--- Selection ---
Saturday, September 13, 2014

Les voyages forment la jeunesse

The French have a saying:  Les voyages forment la jeunesse.  It means that traveling broadens the mind.  The saying limits it to youth.  But I wouldn’t be so categorical.
     During my last stay in France, I took several trips.  Several voyages.
TGV Paris-Rennes
     On the first one, I took a train from Paris to Saint Malo, to visit old friends.  As I never travel without something to read, I was fishing out my book-of-the-moment when the gentleman in the seat next to me spotted the title and said “Good choice”.
     As he hadn’t spoken to me before that, beyond a nod of the head upon sitting down, I was a bit surprised.  It turns out he was a professor and liked the author, Daniel Pennac.  “He’s quite poetic in a very modern way,” he critiqued.
     That led into a lively and fascinating conversation about literature, politics, economics, travel... which eventually disturbed the grumpy lady sitting in front of us who must have thought train cars should be like holy chapels:  silent as a tomb.  She rose up from her seat, turned toward us and commanded us in a chilled voice to stop bothering everyone, although she was the only one who seemed even to have noticed our conversation.  We looked at each other, amazed.  Then we both shrugged in unison and I plunged back into my book, he into his newspaper.
     We whispered softly on and off after that but it wasn’t the same.  When the train reached Rennes we both got off.  He knew I was going on to St. Malo and wished me a good crossing and a lovely week-end.  “I hope we meet again,” he said and walked off toward the exit as I crossed the platform to my other train.
     He was a lovely man and I should have gotten his address.

Items from a data source
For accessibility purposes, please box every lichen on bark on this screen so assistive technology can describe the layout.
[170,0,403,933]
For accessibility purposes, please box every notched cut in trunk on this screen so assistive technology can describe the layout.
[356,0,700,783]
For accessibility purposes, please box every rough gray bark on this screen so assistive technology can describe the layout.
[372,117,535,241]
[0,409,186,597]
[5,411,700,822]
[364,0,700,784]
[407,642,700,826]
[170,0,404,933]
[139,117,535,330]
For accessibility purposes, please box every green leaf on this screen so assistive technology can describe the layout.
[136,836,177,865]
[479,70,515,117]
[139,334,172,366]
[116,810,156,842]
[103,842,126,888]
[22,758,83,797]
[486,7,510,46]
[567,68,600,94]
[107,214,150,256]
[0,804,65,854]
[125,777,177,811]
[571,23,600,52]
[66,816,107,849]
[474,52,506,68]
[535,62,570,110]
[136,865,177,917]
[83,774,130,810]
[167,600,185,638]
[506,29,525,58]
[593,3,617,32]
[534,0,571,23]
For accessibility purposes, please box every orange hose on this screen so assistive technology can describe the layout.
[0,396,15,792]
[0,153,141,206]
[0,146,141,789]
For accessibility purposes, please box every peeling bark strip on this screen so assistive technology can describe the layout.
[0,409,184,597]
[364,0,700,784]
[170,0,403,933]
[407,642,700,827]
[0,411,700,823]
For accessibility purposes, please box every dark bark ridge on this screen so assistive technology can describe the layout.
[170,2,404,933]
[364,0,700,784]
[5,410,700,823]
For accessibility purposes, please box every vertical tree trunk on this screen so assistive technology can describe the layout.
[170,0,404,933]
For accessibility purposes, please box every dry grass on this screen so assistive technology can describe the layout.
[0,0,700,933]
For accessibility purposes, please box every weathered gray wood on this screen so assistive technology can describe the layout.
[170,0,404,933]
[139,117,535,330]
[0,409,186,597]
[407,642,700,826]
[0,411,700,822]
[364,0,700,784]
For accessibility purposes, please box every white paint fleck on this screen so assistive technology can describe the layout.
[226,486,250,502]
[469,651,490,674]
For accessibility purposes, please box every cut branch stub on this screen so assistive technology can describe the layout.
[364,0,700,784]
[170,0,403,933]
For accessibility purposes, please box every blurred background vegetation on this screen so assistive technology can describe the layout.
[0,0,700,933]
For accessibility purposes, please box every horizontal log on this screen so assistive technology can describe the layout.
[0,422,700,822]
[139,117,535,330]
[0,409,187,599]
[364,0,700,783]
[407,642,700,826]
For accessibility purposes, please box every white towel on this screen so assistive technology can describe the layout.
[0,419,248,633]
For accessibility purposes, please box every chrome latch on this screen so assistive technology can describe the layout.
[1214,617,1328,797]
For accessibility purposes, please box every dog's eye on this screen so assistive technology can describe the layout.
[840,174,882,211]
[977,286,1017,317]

--- Exercise aim ---
Repeat the passage of the train-trip post starting at "We whispered softly" and ending at "my other train.".

--- Completed task ---
We whispered softly on and off after that but it wasn’t the same.  When the train reached Rennes we both got off.  He knew I was going on to St. Malo and wished me a good crossing and a lovely week-end.  “I hope we meet again,” he said and walked off toward the exit as I crossed the platform to my other train.